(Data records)
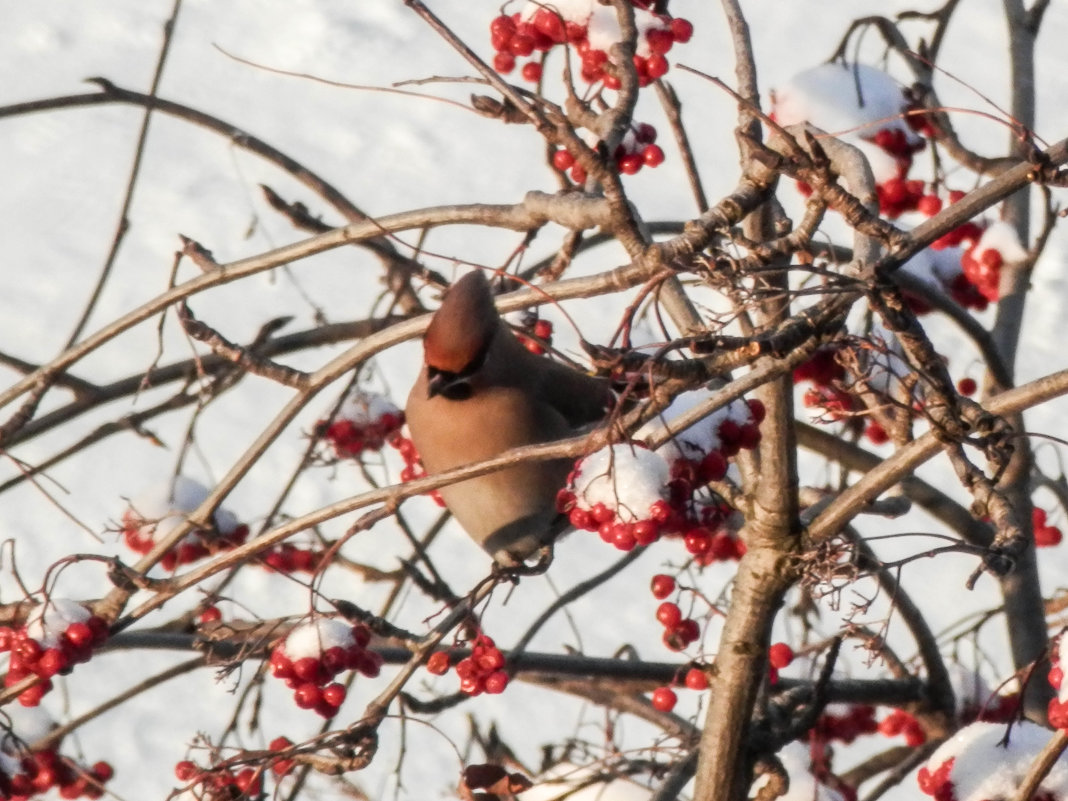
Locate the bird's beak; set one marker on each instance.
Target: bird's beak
(435, 385)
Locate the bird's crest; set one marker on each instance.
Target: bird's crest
(462, 328)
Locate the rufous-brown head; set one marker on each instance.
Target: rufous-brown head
(459, 335)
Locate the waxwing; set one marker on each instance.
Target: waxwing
(481, 393)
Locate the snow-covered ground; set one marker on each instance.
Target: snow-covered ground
(63, 177)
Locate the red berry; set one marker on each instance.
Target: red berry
(333, 694)
(521, 45)
(51, 662)
(681, 30)
(780, 655)
(308, 695)
(502, 25)
(664, 699)
(688, 630)
(438, 663)
(32, 695)
(696, 679)
(308, 669)
(185, 771)
(929, 205)
(496, 682)
(551, 25)
(504, 62)
(103, 771)
(656, 66)
(652, 155)
(210, 615)
(669, 614)
(659, 41)
(532, 72)
(601, 514)
(630, 163)
(79, 633)
(662, 585)
(248, 782)
(645, 532)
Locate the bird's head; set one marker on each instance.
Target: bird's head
(458, 338)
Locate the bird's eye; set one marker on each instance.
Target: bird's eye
(457, 391)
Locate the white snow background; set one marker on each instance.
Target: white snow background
(63, 177)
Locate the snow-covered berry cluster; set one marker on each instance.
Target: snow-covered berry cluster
(866, 108)
(631, 496)
(637, 150)
(483, 671)
(153, 515)
(591, 29)
(618, 492)
(679, 632)
(27, 773)
(316, 652)
(363, 422)
(58, 634)
(982, 263)
(219, 784)
(1058, 707)
(987, 762)
(412, 467)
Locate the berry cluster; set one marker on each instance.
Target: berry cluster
(663, 699)
(162, 508)
(631, 496)
(36, 773)
(289, 559)
(854, 720)
(1045, 535)
(363, 422)
(937, 782)
(637, 150)
(679, 632)
(899, 722)
(591, 29)
(484, 670)
(58, 635)
(316, 652)
(536, 333)
(412, 467)
(219, 784)
(983, 270)
(1057, 710)
(899, 194)
(780, 656)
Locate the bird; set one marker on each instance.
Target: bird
(480, 393)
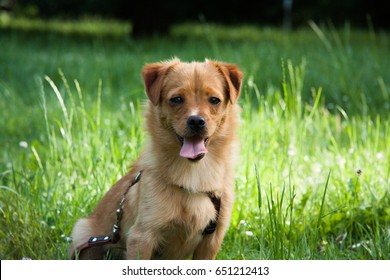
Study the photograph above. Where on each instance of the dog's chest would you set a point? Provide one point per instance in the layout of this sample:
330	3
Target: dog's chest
184	231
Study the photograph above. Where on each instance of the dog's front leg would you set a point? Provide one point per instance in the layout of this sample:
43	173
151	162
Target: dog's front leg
139	246
210	244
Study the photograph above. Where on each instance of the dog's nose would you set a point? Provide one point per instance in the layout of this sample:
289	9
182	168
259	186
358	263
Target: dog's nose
196	123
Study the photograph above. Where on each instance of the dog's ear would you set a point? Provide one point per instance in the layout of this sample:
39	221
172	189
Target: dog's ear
153	75
233	77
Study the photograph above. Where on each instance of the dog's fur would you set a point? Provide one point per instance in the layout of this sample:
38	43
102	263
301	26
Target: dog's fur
166	212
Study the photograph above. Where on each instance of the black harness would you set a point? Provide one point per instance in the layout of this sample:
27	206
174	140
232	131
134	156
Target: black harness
94	241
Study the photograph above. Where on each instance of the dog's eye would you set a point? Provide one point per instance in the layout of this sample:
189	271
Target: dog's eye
176	100
214	100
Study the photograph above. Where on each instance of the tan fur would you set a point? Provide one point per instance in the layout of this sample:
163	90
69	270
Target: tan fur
166	212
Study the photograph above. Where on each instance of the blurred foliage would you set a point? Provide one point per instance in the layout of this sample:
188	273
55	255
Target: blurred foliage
157	16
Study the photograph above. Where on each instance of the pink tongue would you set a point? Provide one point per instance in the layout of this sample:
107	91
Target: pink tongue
192	148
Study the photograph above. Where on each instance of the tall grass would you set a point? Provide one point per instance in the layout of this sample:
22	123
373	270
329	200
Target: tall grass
313	177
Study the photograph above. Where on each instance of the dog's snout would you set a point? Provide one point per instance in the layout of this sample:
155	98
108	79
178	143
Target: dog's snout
196	123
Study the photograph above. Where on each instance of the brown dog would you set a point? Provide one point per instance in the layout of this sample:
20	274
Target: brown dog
181	205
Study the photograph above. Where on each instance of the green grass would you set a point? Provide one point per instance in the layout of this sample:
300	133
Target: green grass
314	174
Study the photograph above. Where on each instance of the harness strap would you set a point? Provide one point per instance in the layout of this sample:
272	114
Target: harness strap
115	236
106	239
212	226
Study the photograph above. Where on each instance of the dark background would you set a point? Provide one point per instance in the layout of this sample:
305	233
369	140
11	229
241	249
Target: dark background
152	16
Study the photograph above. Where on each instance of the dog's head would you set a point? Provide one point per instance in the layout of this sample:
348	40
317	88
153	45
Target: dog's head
192	100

Work to do
Repeat exactly the lines from the line containing "Study the photograph above. Where on each instance of the green" through the end of the listing above; both boundary lines are part of the output.

Solution for this problem
Study the photograph above. Where on each instance of the green grass would you set a point? Provide one point per instance in the layout of this sample:
300	133
Target: green grass
314	174
Study the photograph above. Where on each instance of the harness strap would you set a point? Provide one point per instance in the layout of this sample:
272	114
Target: harness strap
115	236
106	239
212	226
Study the photograph above. Where on each instance of the dark background would you set a point? Provide one point per instance in the layout of this sample:
305	233
369	140
11	229
241	249
Target: dark background
152	16
Study the photograph above. Where on each instance of the dog's head would you set a point? Provide one point per instance in the layout of this sample:
348	40
317	88
153	45
Target: dog's head
192	100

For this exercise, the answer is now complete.